━━━ Data to process

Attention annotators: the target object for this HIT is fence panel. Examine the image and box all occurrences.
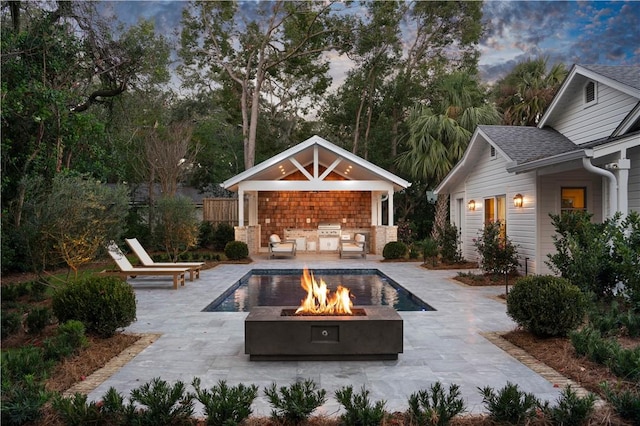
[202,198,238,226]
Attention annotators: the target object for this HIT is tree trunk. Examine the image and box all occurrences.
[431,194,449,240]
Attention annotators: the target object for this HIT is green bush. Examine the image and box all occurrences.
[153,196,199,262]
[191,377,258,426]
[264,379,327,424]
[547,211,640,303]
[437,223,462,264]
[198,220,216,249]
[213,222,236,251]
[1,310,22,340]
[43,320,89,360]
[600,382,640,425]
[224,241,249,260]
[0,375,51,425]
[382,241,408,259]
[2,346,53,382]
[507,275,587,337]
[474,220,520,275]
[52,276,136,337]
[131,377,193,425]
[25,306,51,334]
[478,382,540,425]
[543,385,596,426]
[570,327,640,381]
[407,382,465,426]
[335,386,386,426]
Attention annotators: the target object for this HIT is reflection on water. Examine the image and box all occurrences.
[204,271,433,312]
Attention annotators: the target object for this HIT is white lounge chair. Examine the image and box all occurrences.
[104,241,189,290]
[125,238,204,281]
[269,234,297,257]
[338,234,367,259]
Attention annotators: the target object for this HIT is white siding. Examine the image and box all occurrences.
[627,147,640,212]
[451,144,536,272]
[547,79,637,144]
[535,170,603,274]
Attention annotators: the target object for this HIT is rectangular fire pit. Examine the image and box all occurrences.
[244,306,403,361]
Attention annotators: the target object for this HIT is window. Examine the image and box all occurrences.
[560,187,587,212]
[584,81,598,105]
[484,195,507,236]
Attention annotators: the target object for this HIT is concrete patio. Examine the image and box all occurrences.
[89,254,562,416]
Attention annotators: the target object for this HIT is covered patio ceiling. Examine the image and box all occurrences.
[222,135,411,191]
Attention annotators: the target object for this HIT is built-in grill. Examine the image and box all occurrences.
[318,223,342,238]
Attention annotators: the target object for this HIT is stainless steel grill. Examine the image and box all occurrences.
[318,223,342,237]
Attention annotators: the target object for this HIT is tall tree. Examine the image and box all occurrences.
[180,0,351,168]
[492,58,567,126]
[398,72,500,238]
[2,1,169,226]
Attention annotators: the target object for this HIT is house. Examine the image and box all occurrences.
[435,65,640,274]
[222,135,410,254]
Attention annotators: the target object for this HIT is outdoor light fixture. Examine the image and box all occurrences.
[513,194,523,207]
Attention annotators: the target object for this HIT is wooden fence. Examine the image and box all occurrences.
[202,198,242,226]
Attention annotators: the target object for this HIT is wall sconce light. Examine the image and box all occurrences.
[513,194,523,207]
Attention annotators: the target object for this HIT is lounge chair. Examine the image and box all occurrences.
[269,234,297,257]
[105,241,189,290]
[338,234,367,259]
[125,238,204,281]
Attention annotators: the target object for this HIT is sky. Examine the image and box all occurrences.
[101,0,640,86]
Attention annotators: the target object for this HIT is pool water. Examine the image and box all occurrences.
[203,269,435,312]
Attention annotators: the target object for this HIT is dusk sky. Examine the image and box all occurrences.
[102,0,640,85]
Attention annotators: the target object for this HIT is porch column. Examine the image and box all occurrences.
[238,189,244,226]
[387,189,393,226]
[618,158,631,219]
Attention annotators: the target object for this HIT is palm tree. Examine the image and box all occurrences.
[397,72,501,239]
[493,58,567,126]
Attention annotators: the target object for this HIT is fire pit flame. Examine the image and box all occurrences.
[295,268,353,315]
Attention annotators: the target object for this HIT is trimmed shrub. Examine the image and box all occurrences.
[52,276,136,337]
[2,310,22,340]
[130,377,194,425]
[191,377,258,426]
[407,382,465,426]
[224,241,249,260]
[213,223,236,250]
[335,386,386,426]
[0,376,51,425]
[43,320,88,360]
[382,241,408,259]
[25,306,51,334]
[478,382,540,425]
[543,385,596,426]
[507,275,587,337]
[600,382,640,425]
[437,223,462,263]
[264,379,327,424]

━━━━━━

→ **Work to complete**
Render all of the material above as a JSON list of strings, one string per line, with blank lines omitted and the picture left out.

→ **Output of the task**
[
  "Attention annotators: the target object for this HIT is fence panel. Examine the image and box all occurrences.",
  "[202,198,238,226]",
  "Attention annotators: the target object for this HIT is tree trunk. Examine the image and box all occurrences.",
  "[431,194,449,240]",
  "Attention annotators: the target object for this HIT is green bush. Examine the image and box all occurrences.",
  "[153,196,199,262]",
  "[191,377,258,426]",
  "[264,379,327,424]",
  "[547,211,640,303]",
  "[437,223,462,264]",
  "[198,220,216,249]",
  "[213,222,236,251]",
  "[1,310,22,340]",
  "[43,320,89,360]",
  "[600,382,640,425]",
  "[224,241,249,260]",
  "[0,375,51,425]",
  "[382,241,408,259]",
  "[2,346,53,382]",
  "[507,275,587,337]",
  "[474,220,520,275]",
  "[52,276,136,337]",
  "[131,377,193,425]",
  "[25,306,51,334]",
  "[478,382,540,425]",
  "[543,385,596,426]",
  "[570,327,640,381]",
  "[407,382,465,426]",
  "[335,386,386,426]",
  "Attention annotators: the target object for this HIT is reflection on water. Examine the image and box all occurrences.",
  "[204,271,433,312]",
  "Attention annotators: the target object for this HIT is white lounge chair. Examine the image and box all occurrences.",
  "[104,241,189,290]",
  "[125,238,204,281]",
  "[269,234,297,257]",
  "[338,234,367,259]",
  "Attention annotators: the target object for this HIT is white siding. Examine the image and box all occurrences.",
  "[627,147,640,212]",
  "[451,144,536,272]",
  "[547,79,637,144]",
  "[535,170,603,274]",
  "Attention annotators: the target object for this HIT is rectangular fire pit. Examine the image and box all occurrences.",
  "[244,306,403,361]",
  "Attention annotators: the target object for this HIT is window. Examine the image and box all occurrences.",
  "[560,187,587,212]",
  "[584,81,598,105]",
  "[484,195,507,236]",
  "Attention annotators: the target object for this HIT is concrete patio. Examine the image and box all occurrences.",
  "[89,254,562,416]",
  "Attention annotators: the target object for this HIT is covered patio ceiling. Examine the image and box all occurrences.",
  "[222,135,411,191]",
  "Attention annotators: the target object for this HIT is built-in grill. Examine the image and box all occurrences.",
  "[318,223,342,238]",
  "Attention annotators: the target object for this HIT is stainless steel grill. Examine the image and box all occurrences.",
  "[318,223,342,237]",
  "Attention annotators: the target object for this HIT is tall tree. Examine the image and box all occurrences.",
  "[180,0,351,168]",
  "[492,58,567,126]",
  "[398,72,500,238]",
  "[2,1,169,226]",
  "Attention annotators: the target object for this HIT is house. Examine the image and box all occurrences.",
  "[435,65,640,274]",
  "[222,135,410,254]",
  "Attention annotators: the target object for this HIT is outdoor light fixture. Examine the image and box all occurrences.",
  "[513,194,523,207]",
  "Attention annotators: the target object for this HIT is wooden fence. Examine the image and box all occurrences.",
  "[202,198,242,226]",
  "Attention annotators: the target object for this HIT is wall sconce light. Examine the image and box all occurrences.",
  "[513,194,523,207]",
  "Attention annotators: the target object for this HIT is lounge chair. Examine the image and box all occurrences.",
  "[269,234,297,257]",
  "[105,241,189,290]",
  "[338,234,367,259]",
  "[125,238,204,281]",
  "Attention annotators: the target object for this HIT is sky. Examine the image and box all occurrences.",
  "[101,0,640,86]",
  "Attention annotators: the target object for this HIT is pool water. Examine the image and box all occurrences.",
  "[203,269,435,312]",
  "Attention annotators: the target object for this HIT is dusk sky. Examine the image and box all occurrences.",
  "[102,0,640,85]",
  "Attention annotators: the target object for this HIT is porch column. Examine the image and box all occurrences.",
  "[238,189,244,226]",
  "[387,189,393,226]",
  "[618,158,631,219]",
  "Attention annotators: the target object for this HIT is palm tree. Examine the image and box all occurrences.",
  "[397,72,501,239]",
  "[493,58,567,126]",
  "Attention annotators: the target object for this HIT is fire pit flame. Examine the image and box all occurrences.",
  "[295,268,353,315]",
  "Attention annotators: the target object for this HIT is trimmed shrub. Examine the image and box all occurrences.",
  "[52,276,136,337]",
  "[2,310,22,340]",
  "[130,377,194,425]",
  "[191,377,258,426]",
  "[407,382,465,426]",
  "[224,241,249,260]",
  "[213,223,236,250]",
  "[335,386,386,426]",
  "[0,376,51,425]",
  "[43,320,88,360]",
  "[382,241,408,259]",
  "[25,306,51,334]",
  "[478,382,540,425]",
  "[543,385,596,426]",
  "[507,275,587,337]",
  "[600,382,640,425]",
  "[437,223,462,263]",
  "[264,379,327,424]"
]